**Source excerpt:**
• • • •

The downhole tool 100 may further include upper and lower cones 150, 152. The upper cone 150 may be received into the upper axial end 126 of the body 120, and the lower cone 152 may be received in the lower axial end 128 of the body 120. The upper and lower cones 150, 152 may each have a bore formed axially-therethrough, through which the rod 182 (see FIG. 1) may extend. As described below, the upper and lower cones 150, 152 may be adducted together to force the body 120 radially-outward and into engagement with a surrounding tubular (e.g., a liner or casing). The upper end of the upper cone 150 may define a valve seat 151, which may be configured to catch and at least partially form a seal with a ball or another obstructing impediment.

FIG. 3 illustrates a flowchart of a method 300 for actuating the downhole tool system 100, according to an embodiment. The method 300 may include running the downhole tool system 100 into a wellbore, as at 302.

• • • •

**Material provided:**
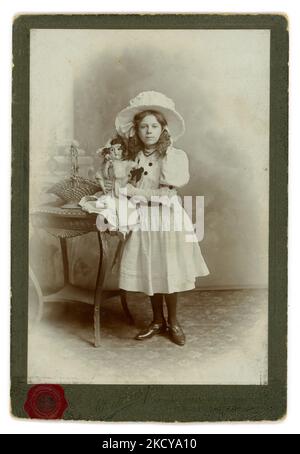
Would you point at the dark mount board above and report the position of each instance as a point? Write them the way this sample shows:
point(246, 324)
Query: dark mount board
point(167, 403)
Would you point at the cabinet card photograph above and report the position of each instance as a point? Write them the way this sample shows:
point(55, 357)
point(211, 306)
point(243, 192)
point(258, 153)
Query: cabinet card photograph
point(149, 197)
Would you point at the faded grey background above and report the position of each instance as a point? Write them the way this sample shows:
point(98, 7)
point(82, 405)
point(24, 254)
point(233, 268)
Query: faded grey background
point(219, 80)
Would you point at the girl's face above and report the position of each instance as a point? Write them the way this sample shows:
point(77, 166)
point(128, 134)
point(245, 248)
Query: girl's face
point(149, 130)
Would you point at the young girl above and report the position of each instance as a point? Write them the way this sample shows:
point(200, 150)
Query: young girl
point(158, 262)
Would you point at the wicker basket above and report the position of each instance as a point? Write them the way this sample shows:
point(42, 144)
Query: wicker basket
point(72, 189)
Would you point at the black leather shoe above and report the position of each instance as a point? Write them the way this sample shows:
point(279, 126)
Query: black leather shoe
point(151, 330)
point(176, 334)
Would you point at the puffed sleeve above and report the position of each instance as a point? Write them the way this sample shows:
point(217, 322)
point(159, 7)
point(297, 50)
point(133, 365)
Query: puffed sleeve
point(175, 168)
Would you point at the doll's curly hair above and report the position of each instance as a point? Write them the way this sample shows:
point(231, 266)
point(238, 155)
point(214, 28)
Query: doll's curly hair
point(135, 144)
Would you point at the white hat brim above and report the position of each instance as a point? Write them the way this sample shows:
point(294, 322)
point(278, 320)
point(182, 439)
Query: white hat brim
point(174, 119)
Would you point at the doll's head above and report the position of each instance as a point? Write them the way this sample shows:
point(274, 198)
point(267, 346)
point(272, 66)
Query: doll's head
point(116, 150)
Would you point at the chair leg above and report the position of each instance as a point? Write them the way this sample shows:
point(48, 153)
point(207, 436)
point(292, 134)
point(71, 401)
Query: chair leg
point(125, 307)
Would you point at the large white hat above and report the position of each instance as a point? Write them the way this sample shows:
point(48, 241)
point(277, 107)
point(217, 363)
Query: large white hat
point(150, 100)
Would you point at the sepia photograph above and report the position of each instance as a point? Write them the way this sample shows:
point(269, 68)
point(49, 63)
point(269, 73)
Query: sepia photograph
point(148, 206)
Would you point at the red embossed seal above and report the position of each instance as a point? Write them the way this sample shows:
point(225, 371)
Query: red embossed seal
point(46, 402)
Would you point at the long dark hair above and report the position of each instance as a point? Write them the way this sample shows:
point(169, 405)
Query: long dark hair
point(135, 144)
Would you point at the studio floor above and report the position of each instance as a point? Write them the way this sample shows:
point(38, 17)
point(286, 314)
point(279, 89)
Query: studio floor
point(226, 334)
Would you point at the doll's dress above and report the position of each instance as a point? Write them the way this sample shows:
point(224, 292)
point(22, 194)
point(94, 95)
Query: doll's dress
point(118, 213)
point(162, 260)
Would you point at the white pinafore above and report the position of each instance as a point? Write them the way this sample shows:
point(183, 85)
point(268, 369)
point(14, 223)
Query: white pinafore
point(161, 261)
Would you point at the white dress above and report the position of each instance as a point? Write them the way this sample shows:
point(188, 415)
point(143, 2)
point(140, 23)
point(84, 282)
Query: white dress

• • • •

In the downhole tool excerpt, what does the upper end of the upper cone define?

**Output of the exercise:**
It defines a valve seat that can catch, and at least partially seal with, a ball or another obstructing impediment.